▶ _SOURCE DOCUMENT_:
§ §

Last weekend in New York City, the number one grossing film on a per-screen basis was a movie with no marketing budget, no formal PR campaign, no major stars, directed by an unknown female director. That movie was Red Doors, by Georgia Lee.
Red Doors is a narrative about a contemporary, dysfunctional Chinese-American Family. For the Chinese, to paint one’s front doors red is said to bring good luck, fortune, and harmony to the household. The term “Red Doors” is therefore an ironic counterpoint to a family that is emotionally distant and struggles to communicate. The film reflects on how it is often most difficult to connect with those nearest and dearest to your heart.
Recently I had the opportunity to chat with Georgia Lee. We have a lot in common. Both of us were raised in Asian households (I’m half-Asian), both of us grew up with the expectation that we would not only go to college but excel in our chosen careers (careers our parents approved of, of course!), and both of us grew up eating around a dining room table that had a large lazy susan in the middle of it.
After graduating from Harvard with a degree in biochemistry, Lee worked for management consulting firm McKinsey & Compnay. She then dropped out of Harvard Business School to pursue her dream of film making.
When I watched Red Doors (my review will follow in a separate post) I could definitely draw parallels between my own family and the family onscreen, but it wasn’t because I was half-Asian. It’s because the family’s struggles and the issues of the three female leads are universal, and that’s the number one thing the movie gets right.
Red Doors is currently playing in New York and opens in San Francisco and Los Angeles on September 22. Note: Lee encourages people attend these screenings to show Hollywood that there is a demand for Asian-American films.
Stefania Pomponi Butler: So what exactly did you parents say when you told them you were leaving Harvard Business School to make movies? I love that you said your mom “stopped taking you to potlucks,” that is just so typical!
Georgia Lee: (laughs) I know. Sometimes when I tell people (this anecdote) and it’s a primarily asian audience, asians laugh.(Potlucks are) the social forum for Asian-Americans. It’s a bit of a show off session. People practice “faux humility” while bragging about their children. It’s a way to boast about your child’s accomplishments. I did something so egregious by quitting Harvard that in my mother’s mind I had fallen off the face of the earth. What would she tell people? The truth is I never liked going to those potlucks so I was glad when she stopped taking me.

§ §

▶ _DATASET_:
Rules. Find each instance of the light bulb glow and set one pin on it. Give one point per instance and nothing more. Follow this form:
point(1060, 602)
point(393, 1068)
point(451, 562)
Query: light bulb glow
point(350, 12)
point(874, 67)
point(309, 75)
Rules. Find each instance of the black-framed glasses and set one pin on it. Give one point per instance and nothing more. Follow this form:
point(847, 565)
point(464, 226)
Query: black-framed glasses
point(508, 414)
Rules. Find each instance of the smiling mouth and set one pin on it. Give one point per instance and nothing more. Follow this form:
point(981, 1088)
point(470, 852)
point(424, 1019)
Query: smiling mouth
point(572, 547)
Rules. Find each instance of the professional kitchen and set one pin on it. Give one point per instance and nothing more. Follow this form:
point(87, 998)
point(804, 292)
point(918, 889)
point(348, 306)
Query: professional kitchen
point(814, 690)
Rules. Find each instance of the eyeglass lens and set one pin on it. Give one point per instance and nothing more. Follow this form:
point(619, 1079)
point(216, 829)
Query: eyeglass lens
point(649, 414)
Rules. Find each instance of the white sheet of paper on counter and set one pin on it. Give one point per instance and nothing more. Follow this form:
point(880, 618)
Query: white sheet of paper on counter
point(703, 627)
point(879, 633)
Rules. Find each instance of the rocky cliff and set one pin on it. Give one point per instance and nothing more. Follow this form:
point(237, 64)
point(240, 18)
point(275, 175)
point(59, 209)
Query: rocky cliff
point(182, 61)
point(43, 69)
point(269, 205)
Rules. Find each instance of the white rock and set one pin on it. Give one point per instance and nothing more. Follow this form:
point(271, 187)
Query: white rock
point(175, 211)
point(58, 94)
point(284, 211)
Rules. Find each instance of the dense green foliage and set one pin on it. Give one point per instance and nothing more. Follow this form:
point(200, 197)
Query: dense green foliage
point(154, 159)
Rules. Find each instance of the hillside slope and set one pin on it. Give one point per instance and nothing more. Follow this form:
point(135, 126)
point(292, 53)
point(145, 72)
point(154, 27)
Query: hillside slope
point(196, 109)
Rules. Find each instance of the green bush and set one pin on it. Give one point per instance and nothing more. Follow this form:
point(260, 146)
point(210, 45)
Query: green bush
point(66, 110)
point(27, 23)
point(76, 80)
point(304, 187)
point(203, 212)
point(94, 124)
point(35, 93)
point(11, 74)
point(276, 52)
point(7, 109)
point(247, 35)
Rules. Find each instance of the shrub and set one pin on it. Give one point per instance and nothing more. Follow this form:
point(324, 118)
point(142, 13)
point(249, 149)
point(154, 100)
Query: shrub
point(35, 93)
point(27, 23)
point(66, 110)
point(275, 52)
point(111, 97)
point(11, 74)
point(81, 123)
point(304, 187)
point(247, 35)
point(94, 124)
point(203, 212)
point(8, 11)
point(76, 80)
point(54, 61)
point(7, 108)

§ §

▶ _TASK INSTRUCTIONS_: Reproduce the passage of the Red Doors article starting at "When I watched" and ending at "movie gets right.".

▶ _THE RESULT_:
When I watched Red Doors (my review will follow in a separate post) I could definitely draw parallels between my own family and the family onscreen, but it wasn’t because I was half-Asian. It’s because the family’s struggles and the issues of the three female leads are universal, and that’s the number one thing the movie gets right.